#### [Ketentuan Latihan]
1. Tentukan apakah setiap pernyataan berikut sesuai dengan berita tentang tanggapan Jusuf Kalla terhadap film Dirty Vote: (a) Film Dirty Vote disutradarai oleh Dhandy Dwi Laksono; (b) JK menyatakan belum menonton film tersebut; (c) Menurut JK, film itu sudah mengungkap dugaan kecurangan di desa-desa. Jawab ya atau tidak, lalu kutip kata-kata berita yang menjadi dasarnya tanpa diubah.
2. Lanjutkan berita tentang tanggapan Jusuf Kalla terhadap film Dirty Vote mulai dari kalimat terakhirnya.

#### [Penggalan Dokumen]
_ _ _

Tanggapi Soal Film Dirty Vote, JK: Masih Ringan Dibanding Kenyataan
ERA.id - Wakil Presiden RI ke-10 dan 12, Jusuf Kalla ikut menanggapi film dokumenter Dirty Vote yang belakangan viral di media sosial. JK menilai film dokumenter itu masih cukup ringan dibanding dengan kondisi yang terjadi saat itu.
Film dokumenter yang disutradarai oleh Dhandy Dwi Laksono itu mengungkap dugaan kecurangan selama proses Pemilu dan Pilpres 2024. JK yang mengaku sudah menonton film itu menyebut penggambaran dalam film masih terasa ringan dibandingkan dengan kenyataan yang ada.
"Film itu betul luar biasa. Tapi semuanya kebenaran kan lengkap dengan foto, lengkap dengan kesaksian, tapi bagi saya, saya kira ini dirty vote, film ini masih ringan dibanding kenyataan yang ada di masa itu," kata JK saat ditemui di kediamannya, Senin (12/2/2024).
"Masih tidak semuanya mungkin baru 25 persen," sambungnya.
Lalu, kata JK, Dirty Vote yang sudah ia tonton itu masih belum mengungkap dugaan kecurangan yang terjadi di daerah-daerah ataupun desa-desa. Bahkan, kata JK, dugaan kecurangan yang terjadi di desa termasuk penyalahgunaan bantuan sosial.

_ _ _

#### [Kumpulan Baris]
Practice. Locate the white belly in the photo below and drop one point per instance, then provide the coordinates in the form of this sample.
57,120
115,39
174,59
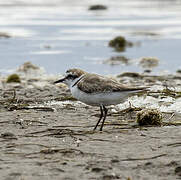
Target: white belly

_ _ _

#### [Kunci Jawaban]
1.
(a) Ya: "Film dokumenter yang disutradarai oleh Dhandy Dwi Laksono itu mengungkap dugaan kecurangan selama proses Pemilu dan Pilpres 2024."
(b) Tidak: "JK yang mengaku sudah menonton film itu menyebut penggambaran dalam film masih terasa ringan dibandingkan dengan kenyataan yang ada."
(c) Tidak: "Dirty Vote yang sudah ia tonton itu masih belum mengungkap dugaan kecurangan yang terjadi di daerah-daerah ataupun desa-desa."

2.
Dengan demikian, JK menilai bahwa Dhandy Laksono masih tergolong sutradara yang 'sopan' sehingga tidak menguak secara keseluruhan. Meski demikian, film Dirty Vote itu bisa memicu kemarahan bagi pihak yang merasa dirugikan.
"Jadi masih banyak lagi sebenarnya yang jauh lebih banyak mungkin sutradaranya lebih sopan lah. Masih sopan tapi bagian pihak lain masih marah apalagi kalau dibongkar semuanya," tegasnya.
Lebih lanjut, JK menilai Dirty Vote bisa menunjukkan bahwa proses pemilu yang tidak jujur bisa menyebabkan pemilih yang tidak sempurna.
"Pemilu yang kotor akan hasilnya menyebabkan pemilih yang tidak sempurna. Saya tidak mengatakan kotor, katakanlah tidak sempurna," pungkasnya.
Diketahui rumah produksi WatchDoc merilis film dokumenter Dirty Vote yang berisi tentang dugaan kecurangan-kecurangan Pemilu 2024. Dalam dokumenter itu, Dhandy menghadirkan tiga orang ahli hukum tata negara, yaitu Feri Amsari, Bivitri Susanti, dan Zainal Arifin Mochtar.